• SET EXERCISE 1: In the playground study site text, rewrite the paragraph beginning "The playground was originally designed" as a short bulleted list that keeps its main facts.
• SET EXERCISE 2: List every organization and park named in the playground study site text.
• SET EXERCISE 3: Resume the playground study site text after its last line, the figure caption.

• DOCUMENT EXCERPT:
Playground Study Site
An Access Board solicitation for potential study sites yielded numerous responses. Fortuitously, an accessibility coordinator for the Wisconsin State Parks offered a site close to the Forest Products Laboratory—a sand-surfaced playground at Governor Nelson State Park in Waunakee, Wisconsin.
The playground was originally designed with some structural provisions for accessibility. A transfer point/platform was incorporated in the climbing structure; however, the surface leading to it was fine beach sand. Total fall height was determined to be 3.1 m (10 ft). Discussions with the park staff provided insight to the usage of this area. In response, the staff decided to retain sand on a portion of an adjacent (but not conjoining) playground. The remaining area of approximately 190 m2 (2,020 ft2) was converted to a full-depth EWF surface (Fig. 1).
Figure 1—Schematic plan plan of playground site at Governor Nelson State Park playground site .

• DATA BLOCK:

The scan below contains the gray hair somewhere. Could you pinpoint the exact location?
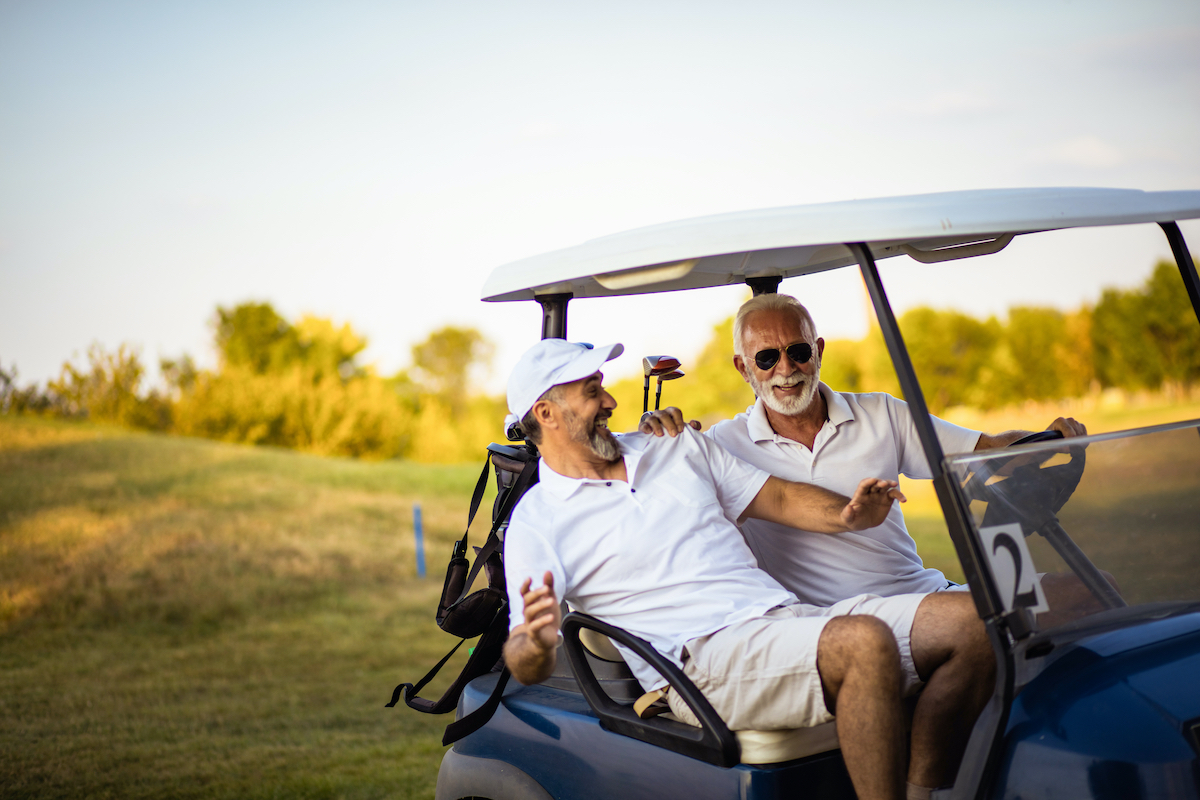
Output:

• ANSWER 1:
- The playground's original design included some structural provisions for accessibility, including a transfer point/platform in the climbing structure.
- The surface leading to that platform was fine beach sand.
- Total fall height was 3.1 m (10 ft).
- After talks with park staff about how the area was used, the staff kept sand on part of an adjacent (but not conjoining) playground.
- The remaining area of about 190 m2 (2,020 ft2) was converted to a full-depth EWF surface (Fig. 1).

• ANSWER 2:
- Access Board
- Wisconsin State Parks
- Forest Products Laboratory
- Governor Nelson State Park

• ANSWER 3:
Preparation of Playground Subsurface and Drainage
Our efforts began by removing the existing sand surface to a depth of 0.38 m (15 in.) (Fig. 2). All roots, stones, and vege-tation were removed. Much of the tonnage of sand was moved by two skid-steer loaders, but significant amount required handwork by a dedicated and hardworking volunteer crew from the Waunakee Rotary and a local chapter of Telephone Pioneers of America. The work crew also included employees of the park, the Wisconsin Department of Natural Resources, and the Forest Service. The majority of the clean sand was used to replenish the adjacent beach at the park and the remainder was piled in a wooded site nearby. Approximately 12 h of equipment time and 48 h of personnel time were required to remove the sand.
Installation of Drainage Base
Following industry standard EWF installation practices, we ensured that the excavated surface had a minimum of 1% slope for drainage. A lightweight landscaping geotextile fabric was placed on the surface, followed by a 0.08-m (3-in.) layer of 18-mm (3/4-in.) washed, angular drainage rock (Fig. 3). Half the rock was placed using a skid-steer loader and the other half was placed manually using wheel-barrows. All the rock was shoveled and raked by hand to a uniform depth. Another layer of geotextile fabric was laid on top of the rock layer (Fig. 4). Handfuls of rock were thrown on the fabric to keep the wind from blowing it out of place. The layers of geotextile fabric kept soil and fiber from clogging the rock and thus preserved the drainage quality of the rock layer. Approximately 25 metric tons (28 tons) of rock was used. Placing the rock and geotextile required 25 h of manual labor and 3 h of skid-loader use.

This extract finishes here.